Our tariff rates are established in accordance with federal and state regulations which, in general, permit us to
negotiate rates with shippers so long as such negotiated rates are not unduly discriminatory among similarly situated
shippers. Applicable regulations and our obligations to certain classes of committed shippers may limit our ability to
change our tariff rates. When the difference in market prices for petroleum between our origin points and our
destination points is lower than our tariff rates, the volume of product we transport could decline or the revenue we
collect could decrease. For example, when the posted tariff rate for transportation on the Longhorn pipeline is higher
than the market differential, it may be uneconomical for shippers to use Longhorn to move volumes from the
Permian Basin to Houston. As a result, we experience lower revenues during such periods, which adversely impacts
our business.
Capital investment and financial risks
Our distributions and unit repurchases are not guaranteed to occur, and reductions to either may result in a
loss of investor confidence and a decrease in the market value of our units.
Neither our distributions nor any unit repurchases are guaranteed to occur. The cash that we generate from
operations could decrease or fail to meet expectations, either of which could reduce our ability to pay distributions
and repurchase our common units.
The amount of cash we can distribute to our unitholders principally depends upon the cash we generate from
our operations, and the amount of cash we generate from operations is affected by numerous factors beyond our
control, fluctuates from quarter to quarter and may change over time. Significant or sustained reductions in the cash
generated by our operations would reduce our ability to pay distributions.
Additionally, our board has authorized the repurchase of our common units. Our unit repurchase program does
not obligate us to acquire a specific number of units during any period, and our decision to commence, discontinue
or resume repurchases in any period will depend on many factors, including our expected expansion capital
spending, excess cash available, balance sheet metrics, legal and regulatory requirements, market conditions and the
trading price of our units. Any failure to pay distributions at expected levels or the discontinuation of our unit
repurchase program could result in a loss of investor confidence and a decrease in our unit price.
Non-traditional investment criteria used by many investors may diminish investor interest in our partnership
and reduce the value of our common units and our access to capital.
◆ ◆ ◆ ◆
- Objective 1 -
Which words in the risk-factor excerpt run from "Additionally, our board" through "our unit price."? Extract that stretch word for word.
- Objective 2 -
Answer these questions about the risk-factor excerpt:
(a) Which pipeline is named as an example of a posted tariff rate exceeding the market differential?
(b) What does the amount of cash available for distribution to unitholders principally depend on?
(c) Who has authorized the repurchase of common units?

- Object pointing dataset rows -
◆ ◆ ◆ ◆
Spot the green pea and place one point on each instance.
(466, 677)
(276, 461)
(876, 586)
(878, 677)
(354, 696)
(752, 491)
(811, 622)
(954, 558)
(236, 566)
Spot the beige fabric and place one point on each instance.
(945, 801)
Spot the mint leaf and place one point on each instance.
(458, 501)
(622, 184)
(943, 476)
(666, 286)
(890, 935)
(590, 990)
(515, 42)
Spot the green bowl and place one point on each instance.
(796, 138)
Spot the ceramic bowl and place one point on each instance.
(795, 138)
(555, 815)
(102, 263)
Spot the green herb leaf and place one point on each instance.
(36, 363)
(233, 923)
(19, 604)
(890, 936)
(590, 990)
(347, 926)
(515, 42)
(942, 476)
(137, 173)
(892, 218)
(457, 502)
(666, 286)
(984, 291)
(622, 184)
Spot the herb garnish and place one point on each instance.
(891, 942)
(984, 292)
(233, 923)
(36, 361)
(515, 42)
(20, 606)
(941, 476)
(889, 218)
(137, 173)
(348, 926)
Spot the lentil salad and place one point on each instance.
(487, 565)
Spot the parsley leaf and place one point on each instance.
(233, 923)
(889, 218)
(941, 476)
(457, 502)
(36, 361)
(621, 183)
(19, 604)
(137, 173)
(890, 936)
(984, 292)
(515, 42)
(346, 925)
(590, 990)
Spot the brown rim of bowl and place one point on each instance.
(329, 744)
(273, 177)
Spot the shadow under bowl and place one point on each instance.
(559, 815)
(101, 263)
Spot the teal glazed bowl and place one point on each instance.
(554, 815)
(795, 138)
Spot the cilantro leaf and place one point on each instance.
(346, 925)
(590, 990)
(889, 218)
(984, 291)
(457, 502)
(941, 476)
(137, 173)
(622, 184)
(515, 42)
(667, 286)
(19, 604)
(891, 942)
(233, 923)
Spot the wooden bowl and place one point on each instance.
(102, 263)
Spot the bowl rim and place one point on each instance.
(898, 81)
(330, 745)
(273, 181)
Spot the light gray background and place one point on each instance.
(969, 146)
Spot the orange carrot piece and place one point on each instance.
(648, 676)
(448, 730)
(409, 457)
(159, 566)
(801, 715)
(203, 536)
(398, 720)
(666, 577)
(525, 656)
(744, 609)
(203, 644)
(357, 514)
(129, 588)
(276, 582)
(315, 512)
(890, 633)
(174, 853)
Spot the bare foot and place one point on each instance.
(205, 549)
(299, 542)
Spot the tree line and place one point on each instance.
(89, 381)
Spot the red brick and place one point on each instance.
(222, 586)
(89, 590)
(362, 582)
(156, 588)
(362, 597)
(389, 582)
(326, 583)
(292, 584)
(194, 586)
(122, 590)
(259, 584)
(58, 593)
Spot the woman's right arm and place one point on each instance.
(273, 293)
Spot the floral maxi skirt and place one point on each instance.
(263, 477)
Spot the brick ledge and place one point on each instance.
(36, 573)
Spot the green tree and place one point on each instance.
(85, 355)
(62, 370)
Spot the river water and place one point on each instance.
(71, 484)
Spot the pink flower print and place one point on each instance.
◆ ◆ ◆ ◆
- Task response 1 -
Additionally, our board has authorized the repurchase of our common units. Our unit repurchase program does
not obligate us to acquire a specific number of units during any period, and our decision to commence, discontinue
or resume repurchases in any period will depend on many factors, including our expected expansion capital
spending, excess cash available, balance sheet metrics, legal and regulatory requirements, market conditions and the
trading price of our units. Any failure to pay distributions at expected levels or the discontinuation of our unit
repurchase program could result in a loss of investor confidence and a decrease in our unit price.

- Task response 2 -
(a) The Longhorn pipeline.
(b) The cash generated from operations.
(c) The board.